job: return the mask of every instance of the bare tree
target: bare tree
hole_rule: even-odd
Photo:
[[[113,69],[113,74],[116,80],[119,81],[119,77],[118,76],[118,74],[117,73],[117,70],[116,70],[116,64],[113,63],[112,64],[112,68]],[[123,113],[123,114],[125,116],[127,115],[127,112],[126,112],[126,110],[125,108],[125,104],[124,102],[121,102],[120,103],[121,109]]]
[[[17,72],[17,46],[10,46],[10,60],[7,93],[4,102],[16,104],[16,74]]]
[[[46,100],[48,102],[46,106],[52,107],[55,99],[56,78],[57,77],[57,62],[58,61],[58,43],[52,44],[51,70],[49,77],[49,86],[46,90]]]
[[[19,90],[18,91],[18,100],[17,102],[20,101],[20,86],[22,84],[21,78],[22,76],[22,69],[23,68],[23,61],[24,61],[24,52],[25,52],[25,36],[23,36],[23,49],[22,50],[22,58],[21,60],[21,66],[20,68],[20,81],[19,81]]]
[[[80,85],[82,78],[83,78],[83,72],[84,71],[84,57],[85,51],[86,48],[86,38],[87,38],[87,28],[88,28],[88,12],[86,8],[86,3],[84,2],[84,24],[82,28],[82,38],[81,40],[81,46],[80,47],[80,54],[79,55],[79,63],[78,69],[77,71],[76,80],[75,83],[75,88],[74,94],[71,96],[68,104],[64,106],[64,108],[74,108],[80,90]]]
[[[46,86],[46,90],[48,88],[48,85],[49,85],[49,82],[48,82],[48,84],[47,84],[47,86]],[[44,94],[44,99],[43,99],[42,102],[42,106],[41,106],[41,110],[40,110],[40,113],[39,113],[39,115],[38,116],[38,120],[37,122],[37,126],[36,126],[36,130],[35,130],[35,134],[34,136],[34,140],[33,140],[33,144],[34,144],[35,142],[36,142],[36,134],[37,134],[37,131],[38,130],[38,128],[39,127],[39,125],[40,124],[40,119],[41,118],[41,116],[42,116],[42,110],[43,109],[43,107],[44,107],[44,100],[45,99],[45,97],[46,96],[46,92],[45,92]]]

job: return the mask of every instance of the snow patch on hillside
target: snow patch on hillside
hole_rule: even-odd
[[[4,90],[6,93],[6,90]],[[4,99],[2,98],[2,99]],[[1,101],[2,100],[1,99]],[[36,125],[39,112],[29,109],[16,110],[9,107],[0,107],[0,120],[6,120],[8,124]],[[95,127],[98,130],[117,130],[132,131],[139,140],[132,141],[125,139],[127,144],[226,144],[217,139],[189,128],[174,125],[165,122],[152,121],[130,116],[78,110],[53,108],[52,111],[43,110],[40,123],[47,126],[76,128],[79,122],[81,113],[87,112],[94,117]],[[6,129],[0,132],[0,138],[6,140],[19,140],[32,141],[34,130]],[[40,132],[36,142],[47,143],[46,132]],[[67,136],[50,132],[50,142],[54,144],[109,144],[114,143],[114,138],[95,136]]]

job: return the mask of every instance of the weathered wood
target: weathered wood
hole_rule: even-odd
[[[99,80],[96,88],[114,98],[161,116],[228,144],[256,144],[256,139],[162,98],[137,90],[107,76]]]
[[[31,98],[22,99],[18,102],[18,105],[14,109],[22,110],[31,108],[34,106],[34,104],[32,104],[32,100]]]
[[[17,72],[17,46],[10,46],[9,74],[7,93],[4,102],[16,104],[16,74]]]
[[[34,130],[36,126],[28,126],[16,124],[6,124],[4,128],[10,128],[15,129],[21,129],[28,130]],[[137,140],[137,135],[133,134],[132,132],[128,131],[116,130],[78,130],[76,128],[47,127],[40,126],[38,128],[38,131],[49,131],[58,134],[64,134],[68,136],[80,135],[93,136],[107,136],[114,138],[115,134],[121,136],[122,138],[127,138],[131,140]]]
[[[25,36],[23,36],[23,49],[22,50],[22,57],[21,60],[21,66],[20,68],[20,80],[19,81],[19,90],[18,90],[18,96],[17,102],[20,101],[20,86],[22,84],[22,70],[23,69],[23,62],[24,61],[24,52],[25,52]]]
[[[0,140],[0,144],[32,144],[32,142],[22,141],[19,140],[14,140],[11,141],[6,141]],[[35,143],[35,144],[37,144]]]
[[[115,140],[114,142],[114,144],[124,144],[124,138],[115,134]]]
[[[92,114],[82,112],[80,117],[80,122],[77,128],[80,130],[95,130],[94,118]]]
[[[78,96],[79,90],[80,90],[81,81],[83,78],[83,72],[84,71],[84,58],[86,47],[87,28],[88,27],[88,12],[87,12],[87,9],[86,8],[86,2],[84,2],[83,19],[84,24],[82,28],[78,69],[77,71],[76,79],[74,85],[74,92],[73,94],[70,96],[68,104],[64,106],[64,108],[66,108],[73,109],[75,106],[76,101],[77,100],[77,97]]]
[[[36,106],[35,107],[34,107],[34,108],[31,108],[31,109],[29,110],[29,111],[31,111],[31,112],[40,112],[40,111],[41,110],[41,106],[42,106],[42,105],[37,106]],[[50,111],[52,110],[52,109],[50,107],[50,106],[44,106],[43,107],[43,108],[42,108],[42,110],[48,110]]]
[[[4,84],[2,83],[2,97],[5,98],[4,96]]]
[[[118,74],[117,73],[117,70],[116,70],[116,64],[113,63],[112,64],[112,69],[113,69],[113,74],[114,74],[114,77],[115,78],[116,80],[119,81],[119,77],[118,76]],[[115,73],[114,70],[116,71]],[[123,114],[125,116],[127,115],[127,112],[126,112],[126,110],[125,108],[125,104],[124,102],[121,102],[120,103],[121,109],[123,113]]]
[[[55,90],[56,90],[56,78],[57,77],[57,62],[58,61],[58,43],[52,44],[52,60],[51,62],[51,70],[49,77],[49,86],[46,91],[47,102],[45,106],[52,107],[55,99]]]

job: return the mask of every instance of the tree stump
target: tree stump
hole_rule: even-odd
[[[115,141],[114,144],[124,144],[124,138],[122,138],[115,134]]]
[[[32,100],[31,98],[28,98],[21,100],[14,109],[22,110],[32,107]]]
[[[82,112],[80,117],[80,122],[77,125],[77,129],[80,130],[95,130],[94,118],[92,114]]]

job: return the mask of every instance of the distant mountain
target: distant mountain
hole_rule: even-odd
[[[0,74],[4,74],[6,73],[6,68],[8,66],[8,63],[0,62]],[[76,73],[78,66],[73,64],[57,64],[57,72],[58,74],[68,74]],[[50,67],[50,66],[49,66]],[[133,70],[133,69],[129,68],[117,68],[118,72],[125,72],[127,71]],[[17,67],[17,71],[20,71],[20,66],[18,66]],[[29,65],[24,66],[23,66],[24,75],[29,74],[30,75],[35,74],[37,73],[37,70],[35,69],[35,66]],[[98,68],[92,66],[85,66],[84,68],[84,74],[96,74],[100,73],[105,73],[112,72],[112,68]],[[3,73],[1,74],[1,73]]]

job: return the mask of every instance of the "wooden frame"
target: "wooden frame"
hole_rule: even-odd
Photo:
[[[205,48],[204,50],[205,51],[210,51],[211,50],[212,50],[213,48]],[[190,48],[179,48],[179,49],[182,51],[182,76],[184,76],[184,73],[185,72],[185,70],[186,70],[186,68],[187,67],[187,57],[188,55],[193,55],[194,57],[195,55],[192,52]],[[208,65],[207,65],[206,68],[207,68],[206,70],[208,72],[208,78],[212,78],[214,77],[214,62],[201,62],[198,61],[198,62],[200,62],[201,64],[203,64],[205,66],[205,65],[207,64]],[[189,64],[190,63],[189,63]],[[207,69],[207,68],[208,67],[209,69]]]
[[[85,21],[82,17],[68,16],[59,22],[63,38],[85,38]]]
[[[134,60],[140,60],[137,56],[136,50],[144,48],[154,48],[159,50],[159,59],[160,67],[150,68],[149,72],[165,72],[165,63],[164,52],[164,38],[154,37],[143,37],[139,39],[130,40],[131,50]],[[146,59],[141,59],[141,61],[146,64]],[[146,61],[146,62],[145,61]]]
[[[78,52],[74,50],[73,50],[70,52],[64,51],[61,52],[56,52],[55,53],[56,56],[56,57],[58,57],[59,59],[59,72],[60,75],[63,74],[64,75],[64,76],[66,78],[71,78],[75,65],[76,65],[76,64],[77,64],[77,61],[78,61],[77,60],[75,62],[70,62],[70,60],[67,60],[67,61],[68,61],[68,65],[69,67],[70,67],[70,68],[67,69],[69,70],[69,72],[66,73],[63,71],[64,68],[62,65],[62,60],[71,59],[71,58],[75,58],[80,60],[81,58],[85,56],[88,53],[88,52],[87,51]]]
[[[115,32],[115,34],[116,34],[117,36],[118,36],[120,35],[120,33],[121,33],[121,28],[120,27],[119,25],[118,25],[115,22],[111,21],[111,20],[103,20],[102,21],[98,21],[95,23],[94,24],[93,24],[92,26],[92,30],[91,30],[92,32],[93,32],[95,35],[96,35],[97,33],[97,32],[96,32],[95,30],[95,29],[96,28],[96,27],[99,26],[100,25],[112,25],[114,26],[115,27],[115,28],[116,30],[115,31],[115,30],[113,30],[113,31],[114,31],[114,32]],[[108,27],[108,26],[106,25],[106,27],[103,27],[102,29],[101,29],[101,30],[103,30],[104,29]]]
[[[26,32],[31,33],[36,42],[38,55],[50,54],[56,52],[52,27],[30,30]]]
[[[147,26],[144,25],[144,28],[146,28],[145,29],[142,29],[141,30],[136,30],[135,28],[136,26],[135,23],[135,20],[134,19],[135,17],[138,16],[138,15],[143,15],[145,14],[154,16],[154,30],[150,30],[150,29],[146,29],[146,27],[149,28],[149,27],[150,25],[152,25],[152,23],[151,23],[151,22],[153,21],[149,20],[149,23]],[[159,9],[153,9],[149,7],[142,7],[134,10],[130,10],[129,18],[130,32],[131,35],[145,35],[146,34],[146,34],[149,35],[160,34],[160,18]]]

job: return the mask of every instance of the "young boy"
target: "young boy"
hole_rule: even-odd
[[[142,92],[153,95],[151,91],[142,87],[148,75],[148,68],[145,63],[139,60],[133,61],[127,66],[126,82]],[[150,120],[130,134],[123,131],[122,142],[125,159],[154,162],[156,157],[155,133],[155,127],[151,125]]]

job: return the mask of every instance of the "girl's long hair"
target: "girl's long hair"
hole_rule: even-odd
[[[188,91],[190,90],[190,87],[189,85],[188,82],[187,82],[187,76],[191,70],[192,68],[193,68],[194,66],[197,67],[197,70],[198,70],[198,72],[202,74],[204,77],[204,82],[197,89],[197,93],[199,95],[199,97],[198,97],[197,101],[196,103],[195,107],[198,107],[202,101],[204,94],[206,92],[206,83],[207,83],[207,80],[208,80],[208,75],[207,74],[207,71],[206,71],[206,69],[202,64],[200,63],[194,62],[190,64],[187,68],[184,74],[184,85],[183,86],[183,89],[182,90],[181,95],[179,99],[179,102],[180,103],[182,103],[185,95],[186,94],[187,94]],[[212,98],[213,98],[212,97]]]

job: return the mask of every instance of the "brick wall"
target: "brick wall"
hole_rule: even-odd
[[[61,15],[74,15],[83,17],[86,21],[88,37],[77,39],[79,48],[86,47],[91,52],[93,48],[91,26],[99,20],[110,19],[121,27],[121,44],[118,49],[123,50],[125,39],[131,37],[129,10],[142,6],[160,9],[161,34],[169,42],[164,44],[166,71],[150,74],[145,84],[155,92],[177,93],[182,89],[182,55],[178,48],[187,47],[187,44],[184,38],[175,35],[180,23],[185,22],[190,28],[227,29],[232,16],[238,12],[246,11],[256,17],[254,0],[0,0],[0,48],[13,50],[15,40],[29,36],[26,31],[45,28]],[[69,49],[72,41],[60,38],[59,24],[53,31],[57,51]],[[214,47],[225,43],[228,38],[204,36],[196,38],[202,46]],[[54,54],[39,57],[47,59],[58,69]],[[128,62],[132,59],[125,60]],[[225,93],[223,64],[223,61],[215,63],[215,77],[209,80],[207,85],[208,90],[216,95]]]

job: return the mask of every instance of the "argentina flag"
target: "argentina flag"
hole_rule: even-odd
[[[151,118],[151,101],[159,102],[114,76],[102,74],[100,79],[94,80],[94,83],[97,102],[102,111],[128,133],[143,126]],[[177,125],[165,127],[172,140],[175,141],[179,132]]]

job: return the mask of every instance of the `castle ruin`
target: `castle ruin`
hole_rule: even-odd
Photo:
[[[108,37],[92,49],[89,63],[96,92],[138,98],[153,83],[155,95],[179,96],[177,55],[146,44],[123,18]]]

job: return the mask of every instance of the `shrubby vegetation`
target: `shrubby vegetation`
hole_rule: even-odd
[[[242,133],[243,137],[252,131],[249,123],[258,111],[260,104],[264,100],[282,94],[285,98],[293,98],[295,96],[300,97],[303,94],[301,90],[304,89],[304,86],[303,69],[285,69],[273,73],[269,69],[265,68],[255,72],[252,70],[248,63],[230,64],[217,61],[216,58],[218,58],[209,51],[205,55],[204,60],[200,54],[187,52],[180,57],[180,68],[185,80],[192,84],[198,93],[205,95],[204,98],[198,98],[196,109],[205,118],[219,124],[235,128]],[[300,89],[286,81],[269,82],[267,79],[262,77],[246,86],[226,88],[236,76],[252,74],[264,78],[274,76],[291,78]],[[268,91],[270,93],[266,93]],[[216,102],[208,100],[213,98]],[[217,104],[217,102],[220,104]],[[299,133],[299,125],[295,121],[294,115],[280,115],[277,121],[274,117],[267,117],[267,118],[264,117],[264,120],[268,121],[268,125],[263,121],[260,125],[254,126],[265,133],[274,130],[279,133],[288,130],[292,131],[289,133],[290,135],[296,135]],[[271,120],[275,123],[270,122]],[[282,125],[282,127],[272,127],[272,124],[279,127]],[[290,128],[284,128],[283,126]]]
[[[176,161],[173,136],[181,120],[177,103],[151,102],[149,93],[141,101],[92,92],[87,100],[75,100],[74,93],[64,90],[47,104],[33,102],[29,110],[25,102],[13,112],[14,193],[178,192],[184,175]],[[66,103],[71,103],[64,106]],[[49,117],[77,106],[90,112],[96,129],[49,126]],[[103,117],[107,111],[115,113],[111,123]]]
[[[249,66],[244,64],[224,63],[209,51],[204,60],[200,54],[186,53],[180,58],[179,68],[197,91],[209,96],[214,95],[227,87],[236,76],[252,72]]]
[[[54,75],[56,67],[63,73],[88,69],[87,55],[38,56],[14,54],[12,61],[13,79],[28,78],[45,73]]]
* * * * * * * * *
▸ **Stated exercise**
Select every line of the data above that contains the string "stump", treating case as significant.

▸ **Answer**
job: return the mask of every instance of the tree stump
target: tree stump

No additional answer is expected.